A faithful, complete copy of the entries is the sole expected answer.

Dataset excerpts
────────────────────
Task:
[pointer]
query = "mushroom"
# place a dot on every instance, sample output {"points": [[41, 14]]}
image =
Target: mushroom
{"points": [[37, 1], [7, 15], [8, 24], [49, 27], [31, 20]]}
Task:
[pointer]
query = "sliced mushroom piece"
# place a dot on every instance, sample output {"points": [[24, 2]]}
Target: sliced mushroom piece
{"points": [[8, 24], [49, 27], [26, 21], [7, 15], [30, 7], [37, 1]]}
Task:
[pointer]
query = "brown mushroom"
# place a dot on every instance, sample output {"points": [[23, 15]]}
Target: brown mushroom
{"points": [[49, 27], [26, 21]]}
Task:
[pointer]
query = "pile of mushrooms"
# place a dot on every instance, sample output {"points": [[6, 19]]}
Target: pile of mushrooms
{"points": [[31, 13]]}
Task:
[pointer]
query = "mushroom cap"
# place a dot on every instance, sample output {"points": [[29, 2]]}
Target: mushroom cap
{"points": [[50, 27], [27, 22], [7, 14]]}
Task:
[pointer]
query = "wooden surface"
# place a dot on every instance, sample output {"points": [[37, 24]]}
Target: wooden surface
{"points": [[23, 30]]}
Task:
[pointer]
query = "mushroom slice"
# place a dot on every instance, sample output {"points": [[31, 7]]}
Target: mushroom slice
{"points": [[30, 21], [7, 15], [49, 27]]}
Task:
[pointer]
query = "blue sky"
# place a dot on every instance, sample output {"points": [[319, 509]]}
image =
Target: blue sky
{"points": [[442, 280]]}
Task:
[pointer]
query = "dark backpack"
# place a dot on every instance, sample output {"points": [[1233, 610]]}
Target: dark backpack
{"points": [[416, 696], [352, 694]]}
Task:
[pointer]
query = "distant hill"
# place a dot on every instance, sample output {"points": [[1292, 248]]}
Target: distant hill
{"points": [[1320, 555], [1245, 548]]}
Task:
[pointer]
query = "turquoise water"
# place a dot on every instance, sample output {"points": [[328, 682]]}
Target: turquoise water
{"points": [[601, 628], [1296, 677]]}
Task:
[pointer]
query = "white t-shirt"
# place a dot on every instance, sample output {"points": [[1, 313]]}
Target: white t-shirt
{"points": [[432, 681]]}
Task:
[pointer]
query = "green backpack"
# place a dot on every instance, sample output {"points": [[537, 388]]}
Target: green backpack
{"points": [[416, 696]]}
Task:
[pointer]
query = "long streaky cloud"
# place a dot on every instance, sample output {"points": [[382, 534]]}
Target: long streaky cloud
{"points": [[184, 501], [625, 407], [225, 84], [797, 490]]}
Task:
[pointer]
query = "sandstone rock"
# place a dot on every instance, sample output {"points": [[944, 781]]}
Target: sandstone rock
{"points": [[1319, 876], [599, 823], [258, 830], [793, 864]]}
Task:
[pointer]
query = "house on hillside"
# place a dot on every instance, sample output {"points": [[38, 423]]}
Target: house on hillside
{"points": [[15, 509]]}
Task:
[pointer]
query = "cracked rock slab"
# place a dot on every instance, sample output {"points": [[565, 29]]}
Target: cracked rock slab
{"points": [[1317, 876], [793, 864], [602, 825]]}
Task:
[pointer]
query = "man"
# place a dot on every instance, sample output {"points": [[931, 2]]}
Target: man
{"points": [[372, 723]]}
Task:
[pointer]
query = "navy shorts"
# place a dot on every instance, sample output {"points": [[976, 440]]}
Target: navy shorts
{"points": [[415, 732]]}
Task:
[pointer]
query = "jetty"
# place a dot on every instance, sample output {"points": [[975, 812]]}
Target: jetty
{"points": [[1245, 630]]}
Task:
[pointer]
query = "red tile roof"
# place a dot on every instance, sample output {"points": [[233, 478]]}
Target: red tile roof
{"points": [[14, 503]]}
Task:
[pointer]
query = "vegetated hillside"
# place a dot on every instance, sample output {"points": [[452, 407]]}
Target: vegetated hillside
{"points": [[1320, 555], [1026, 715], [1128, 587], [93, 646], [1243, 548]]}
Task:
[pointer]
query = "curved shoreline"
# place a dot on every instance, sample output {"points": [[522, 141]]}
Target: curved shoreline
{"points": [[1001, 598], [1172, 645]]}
────────────────────
▶ _ANSWER TO THIS EXERCISE_:
Task:
[pointer]
query = "mushroom"
# place a dot on every instance, sample output {"points": [[41, 14]]}
image =
Target: mushroom
{"points": [[37, 1], [7, 15], [8, 24], [49, 27], [31, 20]]}
Task:
[pointer]
query = "sliced mushroom piece"
# place a dot on every instance, sample output {"points": [[24, 2]]}
Target: sliced mushroom piece
{"points": [[8, 24], [49, 27], [26, 21], [7, 15], [30, 7], [37, 1]]}
Task:
[pointer]
query = "brown mushroom"
# place a dot on every instance, sample output {"points": [[23, 15]]}
Target: brown mushroom
{"points": [[49, 27], [26, 21]]}
Task:
[pointer]
query = "pile of mushrooms"
# place a dot on every instance, sample output {"points": [[6, 19]]}
Target: pile of mushrooms
{"points": [[31, 13]]}
Task:
[pointer]
query = "mushroom cap"
# place a dot on every instance, sample output {"points": [[29, 2]]}
Target: mushroom cap
{"points": [[50, 27], [27, 22], [7, 14]]}
Task:
[pointer]
query = "wooden surface"
# place a dot on every instance, sample output {"points": [[37, 24]]}
Target: wooden surface
{"points": [[23, 30]]}
Task:
[pointer]
query = "mushroom slice"
# place a dot on every instance, sample output {"points": [[31, 7]]}
Target: mushroom slice
{"points": [[30, 21], [7, 15], [49, 27]]}
Task:
[pointer]
query = "blue sky"
# place a dot on every instance, sample output {"points": [[319, 509]]}
image =
Target: blue sky
{"points": [[442, 280]]}
Task:
[pointer]
query = "dark backpack"
# place a dot on every instance, sample output {"points": [[1233, 610]]}
Target: dark backpack
{"points": [[416, 696], [352, 694]]}
Task:
[pointer]
query = "distant hill"
# place a dot on every instance, sample output {"points": [[1292, 248]]}
Target: distant hill
{"points": [[1320, 555], [1245, 548]]}
Task:
[pointer]
query = "turquoise water"
# place a dot on every instance, sample output {"points": [[328, 682]]}
Target: turquoise water
{"points": [[601, 628], [1296, 677]]}
Task:
[pointer]
query = "white t-shirt"
# place a dot on every instance, sample output {"points": [[1, 313]]}
Target: white t-shirt
{"points": [[432, 681]]}
Task:
[pointer]
query = "green backpack"
# place a dot on every instance, sample output {"points": [[537, 388]]}
Target: green backpack
{"points": [[416, 696]]}
Task:
[pointer]
query = "long streaky cloud"
# place a dot on every instance, sample output {"points": [[382, 534]]}
Target: long streaky cloud
{"points": [[184, 501], [625, 407], [225, 84], [797, 490]]}
Task:
[pointer]
query = "sandstone rock"
# place a dot on every instance, sample output {"points": [[944, 781]]}
Target: sandstone rock
{"points": [[1319, 876], [599, 823], [258, 830], [793, 864]]}
Task:
[pointer]
query = "house on hillside"
# place a dot on every instance, sample output {"points": [[38, 423]]}
Target: house on hillside
{"points": [[15, 509]]}
Task:
[pointer]
query = "cracked rock slab"
# place a dot on every instance, sample output {"points": [[565, 29]]}
Target: cracked rock slab
{"points": [[1317, 876], [793, 864], [602, 825]]}
Task:
[pointer]
query = "man"
# place a dot on every instance, sample output {"points": [[931, 2]]}
Target: man
{"points": [[372, 723]]}
Task:
[pointer]
query = "navy shorts"
# place a dot on every instance, sample output {"points": [[976, 440]]}
Target: navy shorts
{"points": [[415, 732]]}
Task:
[pointer]
query = "jetty"
# place a dot on every instance, sample output {"points": [[975, 812]]}
Target: jetty
{"points": [[1245, 630]]}
Task:
[pointer]
query = "red tile roof"
# place a dot on every instance, sample output {"points": [[233, 478]]}
Target: red tile roof
{"points": [[14, 503]]}
Task:
[pointer]
query = "vegetated hillside"
# place a dot on every instance, sample output {"points": [[452, 407]]}
Target: vegetated hillside
{"points": [[1320, 555], [1026, 715], [1128, 587], [93, 646], [1243, 548]]}
Task:
[pointer]
query = "curved shoreline"
# place a dot on every instance, sample output {"points": [[522, 141]]}
Target: curved shoreline
{"points": [[1001, 598], [1172, 645]]}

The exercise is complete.